[Point localization data]
——
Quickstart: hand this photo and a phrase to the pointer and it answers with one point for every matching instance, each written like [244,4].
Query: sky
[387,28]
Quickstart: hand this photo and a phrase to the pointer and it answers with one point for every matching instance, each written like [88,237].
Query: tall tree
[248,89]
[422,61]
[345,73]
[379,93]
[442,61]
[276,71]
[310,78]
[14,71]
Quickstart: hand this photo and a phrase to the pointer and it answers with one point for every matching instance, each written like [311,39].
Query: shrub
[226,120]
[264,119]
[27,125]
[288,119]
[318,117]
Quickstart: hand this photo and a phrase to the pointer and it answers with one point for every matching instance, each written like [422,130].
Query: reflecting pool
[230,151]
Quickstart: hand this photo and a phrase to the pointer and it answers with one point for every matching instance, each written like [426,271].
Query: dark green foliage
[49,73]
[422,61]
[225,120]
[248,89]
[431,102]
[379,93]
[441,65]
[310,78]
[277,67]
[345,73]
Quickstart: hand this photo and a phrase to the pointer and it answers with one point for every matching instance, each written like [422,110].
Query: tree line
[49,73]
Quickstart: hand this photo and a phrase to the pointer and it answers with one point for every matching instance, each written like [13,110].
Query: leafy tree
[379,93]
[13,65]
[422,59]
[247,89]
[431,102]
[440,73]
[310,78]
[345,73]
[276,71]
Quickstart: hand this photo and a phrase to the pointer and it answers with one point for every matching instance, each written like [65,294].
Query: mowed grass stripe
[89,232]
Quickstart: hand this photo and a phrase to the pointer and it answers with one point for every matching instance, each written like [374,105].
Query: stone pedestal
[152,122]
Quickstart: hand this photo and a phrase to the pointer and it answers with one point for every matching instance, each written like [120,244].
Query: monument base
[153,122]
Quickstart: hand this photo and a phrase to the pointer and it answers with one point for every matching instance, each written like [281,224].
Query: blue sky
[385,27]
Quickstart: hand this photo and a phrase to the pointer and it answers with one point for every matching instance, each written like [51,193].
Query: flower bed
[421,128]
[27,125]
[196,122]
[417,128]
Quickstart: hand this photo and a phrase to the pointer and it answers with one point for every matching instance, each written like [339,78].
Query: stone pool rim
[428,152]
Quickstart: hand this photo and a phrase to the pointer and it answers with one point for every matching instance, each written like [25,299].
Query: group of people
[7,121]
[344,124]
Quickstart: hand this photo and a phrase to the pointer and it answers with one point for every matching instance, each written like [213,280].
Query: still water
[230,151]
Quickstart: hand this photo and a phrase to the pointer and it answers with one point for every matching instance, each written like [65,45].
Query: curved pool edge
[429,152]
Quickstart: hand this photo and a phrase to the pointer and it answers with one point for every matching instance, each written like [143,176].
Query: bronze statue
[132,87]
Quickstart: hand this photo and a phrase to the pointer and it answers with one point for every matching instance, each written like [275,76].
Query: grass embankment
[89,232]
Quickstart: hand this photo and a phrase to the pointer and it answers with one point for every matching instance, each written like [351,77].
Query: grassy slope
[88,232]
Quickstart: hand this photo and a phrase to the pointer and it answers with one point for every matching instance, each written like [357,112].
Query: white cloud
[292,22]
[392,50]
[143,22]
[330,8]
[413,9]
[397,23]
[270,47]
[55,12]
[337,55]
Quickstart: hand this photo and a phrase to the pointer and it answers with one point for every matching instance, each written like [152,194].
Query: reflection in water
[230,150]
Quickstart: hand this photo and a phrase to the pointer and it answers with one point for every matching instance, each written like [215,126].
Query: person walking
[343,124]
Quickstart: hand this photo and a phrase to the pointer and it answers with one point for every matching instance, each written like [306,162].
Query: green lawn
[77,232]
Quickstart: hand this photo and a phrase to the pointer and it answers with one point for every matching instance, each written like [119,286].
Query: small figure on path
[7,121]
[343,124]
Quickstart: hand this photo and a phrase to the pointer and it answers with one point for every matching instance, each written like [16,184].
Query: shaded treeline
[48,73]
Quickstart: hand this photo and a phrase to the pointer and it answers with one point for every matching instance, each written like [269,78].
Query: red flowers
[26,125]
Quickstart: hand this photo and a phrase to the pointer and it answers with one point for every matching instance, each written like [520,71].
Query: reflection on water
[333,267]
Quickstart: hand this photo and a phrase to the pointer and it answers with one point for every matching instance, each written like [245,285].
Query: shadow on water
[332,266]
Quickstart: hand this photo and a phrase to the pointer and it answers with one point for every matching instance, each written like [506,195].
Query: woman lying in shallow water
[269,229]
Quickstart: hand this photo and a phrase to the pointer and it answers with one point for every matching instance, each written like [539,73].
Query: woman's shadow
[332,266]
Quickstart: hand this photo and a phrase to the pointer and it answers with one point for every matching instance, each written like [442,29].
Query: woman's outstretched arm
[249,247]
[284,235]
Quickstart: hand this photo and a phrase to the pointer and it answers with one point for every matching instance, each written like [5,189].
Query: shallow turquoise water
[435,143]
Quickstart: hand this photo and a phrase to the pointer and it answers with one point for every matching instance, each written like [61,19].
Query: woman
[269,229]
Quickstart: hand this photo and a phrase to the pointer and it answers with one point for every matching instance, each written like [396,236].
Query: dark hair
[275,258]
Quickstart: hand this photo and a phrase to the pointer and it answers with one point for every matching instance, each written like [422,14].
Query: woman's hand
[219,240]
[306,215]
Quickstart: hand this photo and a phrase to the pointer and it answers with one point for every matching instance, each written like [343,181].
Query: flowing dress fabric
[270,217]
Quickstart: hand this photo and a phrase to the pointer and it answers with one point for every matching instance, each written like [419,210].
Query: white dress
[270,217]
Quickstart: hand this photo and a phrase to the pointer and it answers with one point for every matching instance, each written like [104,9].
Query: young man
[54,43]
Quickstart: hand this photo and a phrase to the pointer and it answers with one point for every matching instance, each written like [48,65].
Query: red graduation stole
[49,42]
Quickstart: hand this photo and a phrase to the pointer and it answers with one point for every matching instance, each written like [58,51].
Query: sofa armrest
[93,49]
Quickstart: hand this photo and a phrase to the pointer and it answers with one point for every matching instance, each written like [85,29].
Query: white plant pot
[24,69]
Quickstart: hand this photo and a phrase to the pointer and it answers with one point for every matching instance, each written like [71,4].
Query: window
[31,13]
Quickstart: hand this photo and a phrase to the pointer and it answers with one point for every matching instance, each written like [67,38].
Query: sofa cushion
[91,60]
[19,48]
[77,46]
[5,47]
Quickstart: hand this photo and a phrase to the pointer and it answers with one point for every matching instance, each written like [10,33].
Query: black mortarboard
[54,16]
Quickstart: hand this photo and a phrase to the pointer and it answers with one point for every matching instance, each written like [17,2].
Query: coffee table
——
• [Instructions for the task] Beginning at the top of the entries above, output each line exactly, and end with the line in which "written like [65,294]." appears.

• [Response to this task]
Quickstart: hand this photo and a phrase to the pointer and it answers with one point for every matching instance, each written like [244,4].
Query: sky
[387,28]
Quickstart: hand this photo and a phrase to the pointer and it answers with one point for every matching instance, each written like [88,237].
Query: tall tree
[248,89]
[422,61]
[345,73]
[379,93]
[442,61]
[276,71]
[310,78]
[14,71]
Quickstart: hand this photo and a phrase to the pointer and it answers with one point for every matching instance, each written like [311,39].
Query: shrub
[226,120]
[264,119]
[27,125]
[288,119]
[318,117]
Quickstart: hand this photo and a phrase to the pointer and it answers with one point for every matching instance, each written like [422,130].
Query: reflecting pool
[230,151]
Quickstart: hand this photo and a phrase to the pointer and it answers with one point for every matching instance, each written like [426,271].
Query: dark green foliage
[49,73]
[422,61]
[225,120]
[248,89]
[431,102]
[379,93]
[441,65]
[310,78]
[277,67]
[345,73]
Quickstart: hand this photo and a phrase to the pointer and it answers with one point for every matching instance, each written like [422,110].
Query: tree line
[49,73]
Quickstart: hand this photo and a phrase to the pointer and it answers with one point for every matching instance, each written like [13,110].
Query: leafy tree
[379,93]
[13,65]
[422,59]
[247,89]
[431,102]
[440,73]
[310,78]
[345,73]
[276,71]
Quickstart: hand this photo and a phrase to the pointer and it answers with one point for every matching instance, each written like [65,294].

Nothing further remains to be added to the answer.